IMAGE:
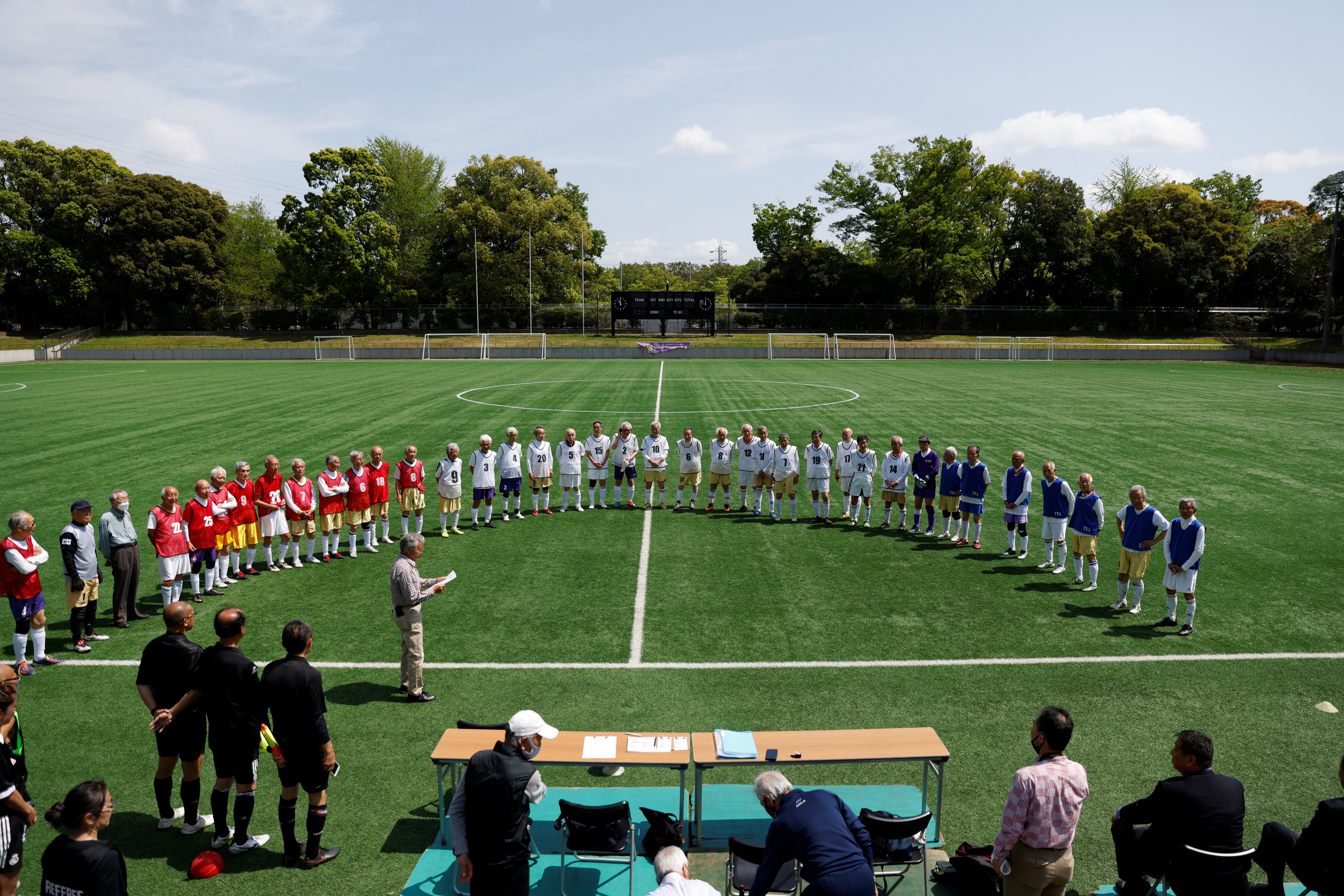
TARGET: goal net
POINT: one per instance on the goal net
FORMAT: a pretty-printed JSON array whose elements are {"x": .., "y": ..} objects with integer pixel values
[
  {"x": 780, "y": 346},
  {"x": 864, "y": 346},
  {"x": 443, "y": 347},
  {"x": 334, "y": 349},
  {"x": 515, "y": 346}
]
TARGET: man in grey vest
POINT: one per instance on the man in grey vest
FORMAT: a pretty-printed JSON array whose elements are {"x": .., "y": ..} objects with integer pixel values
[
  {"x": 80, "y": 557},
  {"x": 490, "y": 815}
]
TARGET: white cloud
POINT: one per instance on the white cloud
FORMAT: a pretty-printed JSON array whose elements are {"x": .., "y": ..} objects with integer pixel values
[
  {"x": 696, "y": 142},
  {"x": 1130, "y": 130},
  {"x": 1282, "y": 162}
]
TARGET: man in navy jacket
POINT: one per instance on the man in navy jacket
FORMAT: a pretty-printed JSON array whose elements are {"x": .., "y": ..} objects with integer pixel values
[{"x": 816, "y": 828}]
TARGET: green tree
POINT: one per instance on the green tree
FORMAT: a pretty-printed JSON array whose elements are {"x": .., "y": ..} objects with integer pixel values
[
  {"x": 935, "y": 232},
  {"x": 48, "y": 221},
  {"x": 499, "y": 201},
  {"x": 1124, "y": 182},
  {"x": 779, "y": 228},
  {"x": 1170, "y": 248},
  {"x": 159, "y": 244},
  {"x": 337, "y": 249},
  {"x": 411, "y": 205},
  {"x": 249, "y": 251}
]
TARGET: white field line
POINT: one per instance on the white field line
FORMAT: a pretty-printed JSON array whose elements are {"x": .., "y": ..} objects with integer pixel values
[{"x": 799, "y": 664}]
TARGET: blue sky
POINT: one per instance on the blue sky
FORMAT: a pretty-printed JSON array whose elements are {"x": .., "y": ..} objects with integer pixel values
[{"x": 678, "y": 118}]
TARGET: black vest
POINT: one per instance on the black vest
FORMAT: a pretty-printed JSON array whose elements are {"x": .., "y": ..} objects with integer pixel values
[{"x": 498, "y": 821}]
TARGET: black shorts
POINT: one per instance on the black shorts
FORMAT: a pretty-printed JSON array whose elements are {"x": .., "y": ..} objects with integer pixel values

Job – Reproduce the rows starting at the line "TARGET: black shorts" and ending at the last row, swapping "black shorts" for "dark shorts" and changing nothing else.

Exercise result –
TARGET: dark shorts
POINT: one per instance on the dark shorts
FORMAT: a pretty-printed JSON array whose elements are {"x": .., "y": ..} objects with integer pixel values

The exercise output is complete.